**Job**
Rewrite the lines of every row below as a numbered list, and leave out any blank lines.
================
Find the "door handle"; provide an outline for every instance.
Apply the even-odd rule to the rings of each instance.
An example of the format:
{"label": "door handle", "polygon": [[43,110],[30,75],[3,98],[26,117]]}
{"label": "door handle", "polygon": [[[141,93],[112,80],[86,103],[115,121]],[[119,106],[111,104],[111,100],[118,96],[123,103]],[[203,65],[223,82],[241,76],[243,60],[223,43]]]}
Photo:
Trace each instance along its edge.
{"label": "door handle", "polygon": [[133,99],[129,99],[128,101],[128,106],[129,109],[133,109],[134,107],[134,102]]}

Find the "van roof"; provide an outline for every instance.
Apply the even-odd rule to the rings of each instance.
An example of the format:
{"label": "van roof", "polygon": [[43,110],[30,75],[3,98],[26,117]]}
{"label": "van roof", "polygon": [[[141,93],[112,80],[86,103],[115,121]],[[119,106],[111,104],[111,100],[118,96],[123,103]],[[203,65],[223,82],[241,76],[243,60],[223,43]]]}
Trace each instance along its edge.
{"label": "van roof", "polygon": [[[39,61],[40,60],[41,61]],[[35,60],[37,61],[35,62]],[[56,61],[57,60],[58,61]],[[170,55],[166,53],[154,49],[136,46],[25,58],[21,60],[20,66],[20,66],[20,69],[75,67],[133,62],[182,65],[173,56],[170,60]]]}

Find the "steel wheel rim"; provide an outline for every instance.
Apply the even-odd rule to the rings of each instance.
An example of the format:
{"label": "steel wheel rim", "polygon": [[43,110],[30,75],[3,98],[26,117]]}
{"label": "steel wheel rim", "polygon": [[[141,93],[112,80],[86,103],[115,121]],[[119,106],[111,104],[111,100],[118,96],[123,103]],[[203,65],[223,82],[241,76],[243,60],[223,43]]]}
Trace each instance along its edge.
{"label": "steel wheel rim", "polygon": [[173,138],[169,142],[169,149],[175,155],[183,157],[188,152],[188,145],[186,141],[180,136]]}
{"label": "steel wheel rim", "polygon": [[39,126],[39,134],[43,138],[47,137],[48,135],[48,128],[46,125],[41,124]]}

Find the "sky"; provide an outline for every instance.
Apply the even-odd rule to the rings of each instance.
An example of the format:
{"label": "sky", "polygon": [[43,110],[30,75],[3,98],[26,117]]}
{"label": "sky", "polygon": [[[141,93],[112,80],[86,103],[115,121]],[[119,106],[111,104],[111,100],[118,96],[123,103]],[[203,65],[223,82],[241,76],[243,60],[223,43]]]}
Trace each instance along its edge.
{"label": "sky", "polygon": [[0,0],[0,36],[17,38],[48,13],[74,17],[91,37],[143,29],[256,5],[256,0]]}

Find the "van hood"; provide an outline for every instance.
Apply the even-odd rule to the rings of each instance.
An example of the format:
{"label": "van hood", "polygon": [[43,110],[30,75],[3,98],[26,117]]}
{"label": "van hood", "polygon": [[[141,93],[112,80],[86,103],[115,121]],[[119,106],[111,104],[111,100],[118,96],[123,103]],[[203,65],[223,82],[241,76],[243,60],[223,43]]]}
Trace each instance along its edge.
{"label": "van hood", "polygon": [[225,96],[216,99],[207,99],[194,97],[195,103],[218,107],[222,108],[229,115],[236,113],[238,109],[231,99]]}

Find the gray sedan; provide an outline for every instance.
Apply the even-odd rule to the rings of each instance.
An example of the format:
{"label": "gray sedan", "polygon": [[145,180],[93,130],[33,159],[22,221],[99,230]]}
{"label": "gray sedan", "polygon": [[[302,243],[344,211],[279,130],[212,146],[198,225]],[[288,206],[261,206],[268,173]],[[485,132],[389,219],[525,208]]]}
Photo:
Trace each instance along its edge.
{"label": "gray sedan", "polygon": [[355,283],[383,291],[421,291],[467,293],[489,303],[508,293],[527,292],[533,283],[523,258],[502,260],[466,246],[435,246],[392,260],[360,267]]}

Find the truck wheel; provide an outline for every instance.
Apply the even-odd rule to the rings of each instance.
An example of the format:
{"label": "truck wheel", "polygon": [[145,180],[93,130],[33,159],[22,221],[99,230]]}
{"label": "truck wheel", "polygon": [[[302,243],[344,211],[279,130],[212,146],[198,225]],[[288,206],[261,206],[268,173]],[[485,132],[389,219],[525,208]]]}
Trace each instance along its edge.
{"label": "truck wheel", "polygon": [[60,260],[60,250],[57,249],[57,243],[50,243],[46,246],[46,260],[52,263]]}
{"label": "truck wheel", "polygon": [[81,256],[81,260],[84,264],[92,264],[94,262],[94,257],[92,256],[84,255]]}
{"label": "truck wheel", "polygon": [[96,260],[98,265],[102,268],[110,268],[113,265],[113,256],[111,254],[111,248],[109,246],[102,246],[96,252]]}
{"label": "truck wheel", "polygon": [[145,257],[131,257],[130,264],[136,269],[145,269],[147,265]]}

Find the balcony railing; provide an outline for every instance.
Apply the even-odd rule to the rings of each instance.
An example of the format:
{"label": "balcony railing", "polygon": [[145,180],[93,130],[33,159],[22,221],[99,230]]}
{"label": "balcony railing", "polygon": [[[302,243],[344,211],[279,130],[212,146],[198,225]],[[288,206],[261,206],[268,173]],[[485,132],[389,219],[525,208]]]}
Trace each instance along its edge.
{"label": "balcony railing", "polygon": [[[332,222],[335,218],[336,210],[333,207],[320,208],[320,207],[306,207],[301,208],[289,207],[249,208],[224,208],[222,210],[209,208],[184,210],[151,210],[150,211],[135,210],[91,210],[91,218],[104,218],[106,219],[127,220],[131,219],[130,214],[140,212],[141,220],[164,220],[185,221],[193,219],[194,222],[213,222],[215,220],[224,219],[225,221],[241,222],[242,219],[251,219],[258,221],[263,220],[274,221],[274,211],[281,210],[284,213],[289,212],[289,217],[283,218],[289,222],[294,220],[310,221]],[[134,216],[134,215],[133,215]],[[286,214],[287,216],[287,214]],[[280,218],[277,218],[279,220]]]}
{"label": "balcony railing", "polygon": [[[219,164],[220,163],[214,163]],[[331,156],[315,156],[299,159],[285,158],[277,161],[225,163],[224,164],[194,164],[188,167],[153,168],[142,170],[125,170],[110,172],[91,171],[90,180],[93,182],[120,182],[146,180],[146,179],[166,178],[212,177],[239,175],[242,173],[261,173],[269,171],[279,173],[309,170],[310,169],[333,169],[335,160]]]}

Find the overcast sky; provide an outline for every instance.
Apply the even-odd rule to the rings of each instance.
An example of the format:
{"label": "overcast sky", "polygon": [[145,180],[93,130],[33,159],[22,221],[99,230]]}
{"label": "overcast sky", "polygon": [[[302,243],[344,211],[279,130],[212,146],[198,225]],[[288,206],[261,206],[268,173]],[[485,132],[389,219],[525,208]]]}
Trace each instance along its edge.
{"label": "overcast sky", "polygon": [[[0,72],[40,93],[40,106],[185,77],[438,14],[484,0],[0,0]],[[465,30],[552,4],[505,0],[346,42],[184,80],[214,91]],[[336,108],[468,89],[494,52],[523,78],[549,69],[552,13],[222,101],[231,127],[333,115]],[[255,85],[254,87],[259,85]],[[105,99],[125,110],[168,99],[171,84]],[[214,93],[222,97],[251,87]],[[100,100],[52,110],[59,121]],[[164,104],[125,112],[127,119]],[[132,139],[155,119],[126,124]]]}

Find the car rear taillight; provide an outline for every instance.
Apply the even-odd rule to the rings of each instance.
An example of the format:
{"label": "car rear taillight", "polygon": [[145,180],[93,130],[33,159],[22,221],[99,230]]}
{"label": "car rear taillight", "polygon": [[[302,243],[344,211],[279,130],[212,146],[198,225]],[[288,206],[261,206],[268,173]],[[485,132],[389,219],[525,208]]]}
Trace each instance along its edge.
================
**Solution**
1. Find the "door handle"; provide an outline for every instance.
2. Apply the even-odd rule to the rings of each instance.
3. An example of the format:
4. {"label": "door handle", "polygon": [[43,110],[30,75],[3,98],[26,117]]}
5. {"label": "door handle", "polygon": [[[141,93],[112,80],[86,103],[115,121]],[[119,106],[111,104],[111,100],[118,96],[123,103]],[[203,65],[223,82],[241,76],[243,60],[223,43]]]}
6. Photo:
7. Trace each instance along its edge.
8. {"label": "door handle", "polygon": [[133,99],[129,99],[128,101],[128,106],[129,109],[133,109],[134,107],[134,102]]}
9. Find the "van roof"; provide an outline for every instance.
10. Apply the even-odd rule to the rings of each instance.
11. An example of the format:
12. {"label": "van roof", "polygon": [[43,110],[30,75],[3,98],[26,117]]}
13. {"label": "van roof", "polygon": [[[141,93],[112,80],[86,103],[115,121]],[[119,106],[111,104],[111,100],[118,96],[123,103]],[[203,65],[223,82],[241,76],[243,60],[223,43]]]}
14. Trace each instance along its edge.
15. {"label": "van roof", "polygon": [[[39,61],[40,60],[41,61]],[[35,60],[37,61],[35,62]],[[56,61],[57,60],[58,61]],[[170,55],[166,53],[154,49],[136,46],[25,58],[21,60],[20,66],[20,66],[20,69],[75,67],[133,62],[182,65],[173,56],[170,60]]]}
16. Find the "steel wheel rim"; provide an outline for every instance.
17. Apply the even-odd rule to the rings of each instance.
18. An example of the format:
19. {"label": "steel wheel rim", "polygon": [[43,110],[30,75],[3,98],[26,117]]}
20. {"label": "steel wheel rim", "polygon": [[[141,93],[112,80],[86,103],[115,121]],[[119,106],[111,104],[111,100],[118,96],[123,103]],[[203,65],[223,82],[241,76],[243,60],[223,43]]]}
21. Trace each instance along its edge.
22. {"label": "steel wheel rim", "polygon": [[173,138],[169,142],[169,149],[175,155],[183,157],[188,152],[188,145],[186,141],[180,136]]}
23. {"label": "steel wheel rim", "polygon": [[39,126],[39,134],[43,138],[47,137],[48,135],[48,128],[46,125],[41,124]]}
24. Find the "sky"; provide an outline for every instance.
25. Apply the even-odd rule to the rings of each instance.
26. An example of the format:
27. {"label": "sky", "polygon": [[43,110],[30,75],[3,98],[26,117]]}
28. {"label": "sky", "polygon": [[[141,93],[112,80],[86,103],[115,121]],[[119,106],[111,104],[111,100],[118,96],[123,103]],[[203,65],[223,82],[241,76],[243,60],[223,43]]]}
29. Trace each instance along its edge.
30. {"label": "sky", "polygon": [[0,0],[0,36],[17,38],[48,13],[74,17],[91,37],[143,29],[256,5],[256,0]]}
31. Find the "van hood"; provide an outline for every instance.
32. Apply the even-odd rule to the rings of each instance.
33. An example of the format:
34. {"label": "van hood", "polygon": [[43,110],[30,75],[3,98],[26,117]]}
35. {"label": "van hood", "polygon": [[[141,93],[112,80],[86,103],[115,121]],[[119,106],[111,104],[111,100],[118,96],[123,103]],[[203,65],[223,82],[241,76],[243,60],[223,43]]]}
36. Trace each instance along its edge.
37. {"label": "van hood", "polygon": [[225,96],[216,99],[207,99],[194,97],[195,103],[218,107],[222,108],[229,115],[236,113],[238,109],[231,99]]}
38. Find the gray sedan; provide an outline for every instance.
39. Apply the even-odd rule to the rings of each instance.
40. An example of the format:
41. {"label": "gray sedan", "polygon": [[145,180],[93,130],[33,159],[22,221],[99,230]]}
42. {"label": "gray sedan", "polygon": [[[302,243],[344,211],[279,130],[212,146],[198,225]],[[288,206],[261,206],[268,173]],[[485,132],[389,219],[525,208]]]}
43. Photo:
44. Trace each instance along its edge.
45. {"label": "gray sedan", "polygon": [[355,283],[383,291],[421,291],[467,293],[489,303],[508,293],[527,292],[533,283],[523,258],[502,260],[466,246],[435,246],[392,260],[360,267]]}
46. Find the truck wheel; provide an outline for every instance.
47. Apply the even-odd rule to the rings of each instance.
48. An example of the format:
49. {"label": "truck wheel", "polygon": [[145,180],[93,130],[33,159],[22,221],[99,230]]}
50. {"label": "truck wheel", "polygon": [[[302,243],[344,211],[279,130],[212,146],[198,225]],[[288,206],[261,206],[268,173]],[[485,132],[389,219],[525,208]]]}
51. Trace each instance along its edge.
52. {"label": "truck wheel", "polygon": [[60,260],[60,250],[57,249],[57,243],[50,243],[46,246],[46,260],[52,263]]}
53. {"label": "truck wheel", "polygon": [[81,256],[81,260],[84,264],[92,264],[94,262],[94,257],[92,256],[84,255]]}
54. {"label": "truck wheel", "polygon": [[96,260],[98,265],[102,268],[110,268],[113,265],[113,256],[111,254],[111,248],[109,246],[102,246],[96,252]]}
55. {"label": "truck wheel", "polygon": [[145,257],[131,257],[130,264],[136,269],[145,269],[147,265]]}
56. Find the balcony railing; provide an outline for every instance.
57. Apply the even-odd rule to the rings of each instance.
58. An example of the format:
59. {"label": "balcony railing", "polygon": [[145,180],[93,130],[33,159],[22,221],[99,230]]}
60. {"label": "balcony railing", "polygon": [[[302,243],[344,211],[279,130],[212,146],[198,225]],[[288,206],[261,206],[268,173]],[[485,132],[389,219],[525,208]]]}
61. Trace each instance along its edge.
62. {"label": "balcony railing", "polygon": [[[332,222],[335,218],[336,210],[333,207],[320,208],[320,207],[306,207],[301,208],[289,207],[249,208],[224,208],[222,210],[209,208],[184,210],[151,210],[150,211],[135,210],[91,210],[91,218],[104,218],[106,219],[127,220],[131,219],[130,214],[140,212],[141,220],[164,220],[185,221],[193,219],[194,222],[213,222],[215,220],[224,219],[225,221],[241,222],[242,219],[251,219],[258,221],[263,220],[274,221],[274,211],[281,210],[284,213],[289,212],[289,217],[283,218],[289,222],[294,220],[310,221]],[[134,216],[134,215],[133,215]],[[286,214],[287,216],[287,214]],[[280,218],[277,218],[279,220]]]}
63. {"label": "balcony railing", "polygon": [[[219,164],[220,163],[214,163]],[[331,156],[315,156],[299,159],[285,158],[277,161],[225,163],[224,164],[194,164],[188,167],[153,168],[142,170],[125,170],[110,172],[91,171],[90,180],[93,182],[120,182],[146,180],[146,179],[166,178],[212,177],[239,175],[242,173],[261,173],[269,171],[279,173],[309,170],[310,169],[333,169],[335,160]]]}
64. Find the overcast sky; provide an outline for every instance.
65. Apply the even-odd rule to the rings of each instance.
66. An example of the format:
67. {"label": "overcast sky", "polygon": [[145,180],[93,130],[33,159],[22,221],[99,230]]}
68. {"label": "overcast sky", "polygon": [[[302,243],[344,211],[279,130],[212,146],[198,225]],[[288,206],[261,206],[268,173]],[[485,132],[389,219],[525,208]]]}
69. Trace each instance along its edge.
70. {"label": "overcast sky", "polygon": [[[0,72],[40,93],[40,106],[185,77],[438,14],[484,0],[0,0]],[[465,30],[552,4],[505,0],[346,42],[184,80],[214,91]],[[336,108],[468,89],[494,52],[523,78],[549,69],[552,13],[222,101],[231,127],[333,115]],[[255,85],[254,87],[259,85]],[[105,99],[125,110],[168,99],[171,84]],[[214,93],[222,97],[251,87]],[[100,100],[52,110],[59,121]],[[164,104],[125,112],[127,119]],[[132,139],[155,119],[126,124]]]}
71. Find the car rear taillight; provide an outline for every instance.
72. Apply the even-odd rule to the rings of each instance.
73. An example of the format:
74. {"label": "car rear taillight", "polygon": [[145,180],[93,130],[33,159],[22,221],[99,230]]}
75. {"label": "car rear taillight", "polygon": [[[302,243],[344,211],[279,130],[212,146],[198,225]],[[288,206],[261,206],[268,173]],[[485,132],[389,219],[525,208]]]}
76. Trace each instance along its edge.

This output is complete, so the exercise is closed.